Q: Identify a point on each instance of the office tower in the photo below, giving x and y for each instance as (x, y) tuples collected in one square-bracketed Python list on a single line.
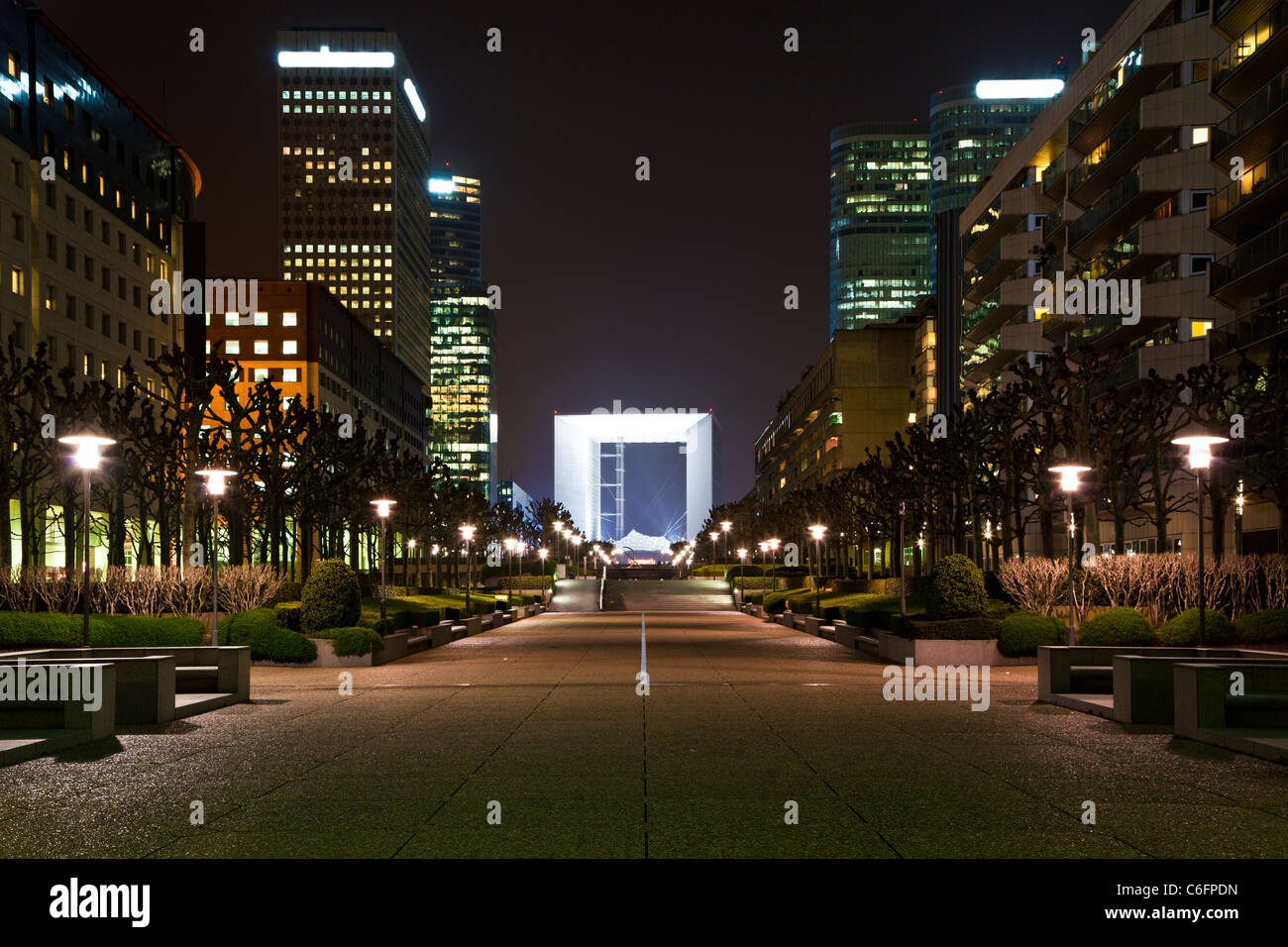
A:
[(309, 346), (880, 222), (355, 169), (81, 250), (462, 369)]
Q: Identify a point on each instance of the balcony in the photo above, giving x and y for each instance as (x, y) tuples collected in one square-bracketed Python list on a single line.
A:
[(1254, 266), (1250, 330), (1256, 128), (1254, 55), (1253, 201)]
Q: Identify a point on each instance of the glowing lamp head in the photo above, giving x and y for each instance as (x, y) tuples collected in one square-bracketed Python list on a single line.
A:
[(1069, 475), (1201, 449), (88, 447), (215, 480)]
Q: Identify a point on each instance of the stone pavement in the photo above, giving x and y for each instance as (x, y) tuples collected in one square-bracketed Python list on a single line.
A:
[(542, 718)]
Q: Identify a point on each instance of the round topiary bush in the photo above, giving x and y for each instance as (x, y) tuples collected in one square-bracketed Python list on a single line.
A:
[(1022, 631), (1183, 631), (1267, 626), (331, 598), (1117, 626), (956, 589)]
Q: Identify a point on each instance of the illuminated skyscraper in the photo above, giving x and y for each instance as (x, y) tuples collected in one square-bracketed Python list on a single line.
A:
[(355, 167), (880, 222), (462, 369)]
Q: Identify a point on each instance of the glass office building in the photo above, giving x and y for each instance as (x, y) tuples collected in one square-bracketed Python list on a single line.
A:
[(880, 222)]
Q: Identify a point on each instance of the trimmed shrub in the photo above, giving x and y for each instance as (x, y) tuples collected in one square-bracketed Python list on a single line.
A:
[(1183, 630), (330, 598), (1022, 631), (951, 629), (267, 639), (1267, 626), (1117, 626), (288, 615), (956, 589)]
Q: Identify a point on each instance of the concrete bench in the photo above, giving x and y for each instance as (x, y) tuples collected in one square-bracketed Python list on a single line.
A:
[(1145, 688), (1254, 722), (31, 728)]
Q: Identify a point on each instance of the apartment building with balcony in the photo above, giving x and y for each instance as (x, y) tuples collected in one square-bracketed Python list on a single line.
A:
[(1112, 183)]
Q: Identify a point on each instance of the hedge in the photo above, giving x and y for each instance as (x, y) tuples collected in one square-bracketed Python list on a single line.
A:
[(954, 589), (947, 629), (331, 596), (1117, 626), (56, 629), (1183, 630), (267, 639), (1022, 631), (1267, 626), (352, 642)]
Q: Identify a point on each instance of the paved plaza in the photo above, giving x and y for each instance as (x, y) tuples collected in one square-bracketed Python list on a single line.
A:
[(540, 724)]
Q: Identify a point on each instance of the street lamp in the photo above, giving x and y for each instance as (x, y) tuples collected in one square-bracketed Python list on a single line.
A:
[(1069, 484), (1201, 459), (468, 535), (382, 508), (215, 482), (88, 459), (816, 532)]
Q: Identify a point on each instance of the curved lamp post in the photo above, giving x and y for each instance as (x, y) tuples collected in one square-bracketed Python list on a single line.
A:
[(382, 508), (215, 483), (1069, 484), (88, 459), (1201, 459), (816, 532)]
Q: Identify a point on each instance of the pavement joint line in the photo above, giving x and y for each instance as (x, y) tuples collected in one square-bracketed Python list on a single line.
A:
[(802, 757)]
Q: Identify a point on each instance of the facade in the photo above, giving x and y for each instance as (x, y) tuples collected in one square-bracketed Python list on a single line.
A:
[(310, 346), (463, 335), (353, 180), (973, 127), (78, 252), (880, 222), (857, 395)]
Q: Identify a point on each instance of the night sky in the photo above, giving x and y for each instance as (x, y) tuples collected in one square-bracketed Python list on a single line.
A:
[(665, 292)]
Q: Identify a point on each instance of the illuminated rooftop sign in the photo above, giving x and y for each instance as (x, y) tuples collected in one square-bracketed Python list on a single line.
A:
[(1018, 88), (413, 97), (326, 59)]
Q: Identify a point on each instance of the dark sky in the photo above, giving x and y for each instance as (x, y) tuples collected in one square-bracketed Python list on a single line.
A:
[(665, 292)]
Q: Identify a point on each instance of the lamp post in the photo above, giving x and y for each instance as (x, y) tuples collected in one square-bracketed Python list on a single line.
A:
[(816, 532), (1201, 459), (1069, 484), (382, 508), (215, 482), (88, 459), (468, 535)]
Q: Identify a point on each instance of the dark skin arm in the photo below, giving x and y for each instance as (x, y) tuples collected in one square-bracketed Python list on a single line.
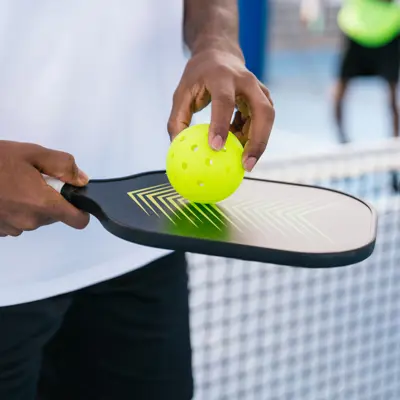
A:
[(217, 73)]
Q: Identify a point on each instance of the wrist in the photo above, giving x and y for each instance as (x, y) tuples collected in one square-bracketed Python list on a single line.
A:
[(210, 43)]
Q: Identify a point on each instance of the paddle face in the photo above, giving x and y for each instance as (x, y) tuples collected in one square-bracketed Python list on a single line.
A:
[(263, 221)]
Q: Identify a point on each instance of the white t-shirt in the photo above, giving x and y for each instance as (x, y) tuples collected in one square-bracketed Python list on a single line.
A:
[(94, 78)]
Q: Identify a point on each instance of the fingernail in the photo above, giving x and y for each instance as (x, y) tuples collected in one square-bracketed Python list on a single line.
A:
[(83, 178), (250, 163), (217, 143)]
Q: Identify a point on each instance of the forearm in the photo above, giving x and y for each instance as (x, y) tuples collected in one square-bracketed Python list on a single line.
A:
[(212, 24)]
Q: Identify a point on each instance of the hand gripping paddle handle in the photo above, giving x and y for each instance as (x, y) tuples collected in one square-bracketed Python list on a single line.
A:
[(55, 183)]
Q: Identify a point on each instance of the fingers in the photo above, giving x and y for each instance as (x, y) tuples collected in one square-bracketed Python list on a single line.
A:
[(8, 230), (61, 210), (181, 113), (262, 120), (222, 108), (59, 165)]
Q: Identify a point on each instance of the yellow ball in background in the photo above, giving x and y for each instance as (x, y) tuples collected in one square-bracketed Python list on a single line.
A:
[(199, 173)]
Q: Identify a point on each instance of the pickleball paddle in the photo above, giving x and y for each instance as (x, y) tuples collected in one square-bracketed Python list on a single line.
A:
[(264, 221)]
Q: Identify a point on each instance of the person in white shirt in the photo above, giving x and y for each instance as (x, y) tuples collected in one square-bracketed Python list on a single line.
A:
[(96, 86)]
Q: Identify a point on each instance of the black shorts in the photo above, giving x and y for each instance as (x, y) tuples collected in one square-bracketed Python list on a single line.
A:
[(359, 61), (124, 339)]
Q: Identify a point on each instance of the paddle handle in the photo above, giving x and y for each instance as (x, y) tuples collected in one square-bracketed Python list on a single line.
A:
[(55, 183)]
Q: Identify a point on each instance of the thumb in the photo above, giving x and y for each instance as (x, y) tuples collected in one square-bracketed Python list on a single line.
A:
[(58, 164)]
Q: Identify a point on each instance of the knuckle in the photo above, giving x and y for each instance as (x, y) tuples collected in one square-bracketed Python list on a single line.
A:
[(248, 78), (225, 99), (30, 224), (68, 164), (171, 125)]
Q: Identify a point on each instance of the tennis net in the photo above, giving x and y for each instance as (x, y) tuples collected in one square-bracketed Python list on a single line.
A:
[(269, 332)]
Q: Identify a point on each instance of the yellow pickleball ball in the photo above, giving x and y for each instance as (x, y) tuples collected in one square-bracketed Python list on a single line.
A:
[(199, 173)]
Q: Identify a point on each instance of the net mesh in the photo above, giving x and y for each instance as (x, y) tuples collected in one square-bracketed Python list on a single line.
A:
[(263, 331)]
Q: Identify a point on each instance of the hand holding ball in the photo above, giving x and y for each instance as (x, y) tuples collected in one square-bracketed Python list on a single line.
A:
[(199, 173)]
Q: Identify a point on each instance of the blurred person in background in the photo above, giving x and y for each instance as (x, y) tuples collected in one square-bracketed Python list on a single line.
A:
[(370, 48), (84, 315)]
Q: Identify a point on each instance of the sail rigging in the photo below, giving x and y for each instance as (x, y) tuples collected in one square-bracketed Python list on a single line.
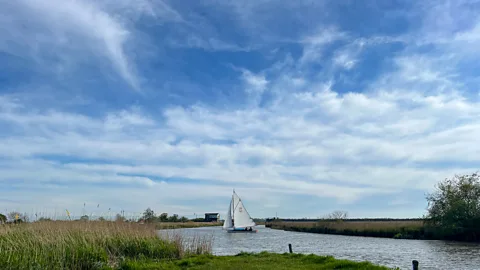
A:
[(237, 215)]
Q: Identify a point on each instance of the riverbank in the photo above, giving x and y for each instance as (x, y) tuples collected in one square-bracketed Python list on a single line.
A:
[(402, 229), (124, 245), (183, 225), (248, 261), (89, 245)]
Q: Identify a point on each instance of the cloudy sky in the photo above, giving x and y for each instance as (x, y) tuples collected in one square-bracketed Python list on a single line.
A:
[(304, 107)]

══════════════════════════════

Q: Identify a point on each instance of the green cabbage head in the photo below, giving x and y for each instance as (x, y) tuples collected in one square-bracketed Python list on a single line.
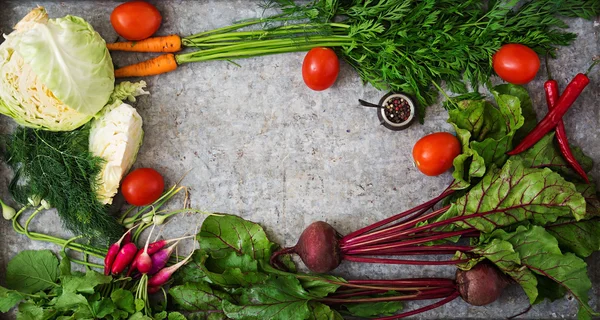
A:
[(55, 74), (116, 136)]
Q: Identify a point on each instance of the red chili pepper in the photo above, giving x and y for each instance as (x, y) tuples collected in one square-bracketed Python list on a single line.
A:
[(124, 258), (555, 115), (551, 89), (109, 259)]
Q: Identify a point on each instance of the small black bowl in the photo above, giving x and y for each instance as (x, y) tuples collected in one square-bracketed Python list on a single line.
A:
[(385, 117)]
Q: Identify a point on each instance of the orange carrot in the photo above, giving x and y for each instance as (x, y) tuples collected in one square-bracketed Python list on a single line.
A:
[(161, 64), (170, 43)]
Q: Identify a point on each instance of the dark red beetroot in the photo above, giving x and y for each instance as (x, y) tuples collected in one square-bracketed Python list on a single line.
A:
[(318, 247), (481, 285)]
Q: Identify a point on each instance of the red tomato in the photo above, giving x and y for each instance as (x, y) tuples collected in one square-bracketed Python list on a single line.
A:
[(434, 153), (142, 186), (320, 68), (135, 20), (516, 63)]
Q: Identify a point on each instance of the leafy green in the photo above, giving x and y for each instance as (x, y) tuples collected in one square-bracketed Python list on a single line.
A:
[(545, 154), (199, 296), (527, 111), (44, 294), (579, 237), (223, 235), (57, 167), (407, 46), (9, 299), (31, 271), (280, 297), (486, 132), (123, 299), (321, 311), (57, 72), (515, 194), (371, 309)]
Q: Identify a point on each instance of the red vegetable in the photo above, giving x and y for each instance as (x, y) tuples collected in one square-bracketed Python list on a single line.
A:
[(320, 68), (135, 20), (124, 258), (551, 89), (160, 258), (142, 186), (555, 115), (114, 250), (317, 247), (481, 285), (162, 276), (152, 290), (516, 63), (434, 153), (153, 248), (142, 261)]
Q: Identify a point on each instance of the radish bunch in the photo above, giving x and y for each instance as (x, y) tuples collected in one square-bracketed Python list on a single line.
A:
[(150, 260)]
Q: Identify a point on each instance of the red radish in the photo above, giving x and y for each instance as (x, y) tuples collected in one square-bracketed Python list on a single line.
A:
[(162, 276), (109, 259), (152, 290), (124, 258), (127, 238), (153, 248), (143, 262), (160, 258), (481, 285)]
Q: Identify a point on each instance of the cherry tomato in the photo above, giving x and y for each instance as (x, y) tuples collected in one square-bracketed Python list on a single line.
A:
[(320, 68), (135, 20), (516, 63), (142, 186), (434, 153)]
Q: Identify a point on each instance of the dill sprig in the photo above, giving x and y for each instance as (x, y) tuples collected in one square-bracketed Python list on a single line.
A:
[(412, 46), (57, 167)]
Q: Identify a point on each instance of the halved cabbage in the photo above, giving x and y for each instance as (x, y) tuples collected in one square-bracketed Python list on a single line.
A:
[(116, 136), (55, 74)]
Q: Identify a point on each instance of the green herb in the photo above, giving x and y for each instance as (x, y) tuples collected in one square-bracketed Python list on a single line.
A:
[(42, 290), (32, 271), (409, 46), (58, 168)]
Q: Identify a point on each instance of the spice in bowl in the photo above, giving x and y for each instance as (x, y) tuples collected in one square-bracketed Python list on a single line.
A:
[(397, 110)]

══════════════════════════════

→ **PROMPT**
Isolate each line of the listing above that includes "lamp". Copy it.

→ **EXPECTED ANSWER**
Q: Identify a point on each instance of the glowing lamp head in the photo above, giving x and y for each instance as (x, y) tuples collected in one square-bracketed Python list on a single line.
Q: Identify a point on each instance of the street lamp in the photo above, giving x and y for each instance as (x, y) tuples collected in one square-bracketed Python list on a single line.
Q: Identify a point on each instance of the curved lamp post in the photo above, giving x and y for each instance as (x, y) tuples collected in one square-bracketed Python list on a single line.
Q: Identify a point on each instance of the lamp post in the photo above, giving x and y for each instance as (x, y) tuples collected in one square-bracketed Python list on a single line.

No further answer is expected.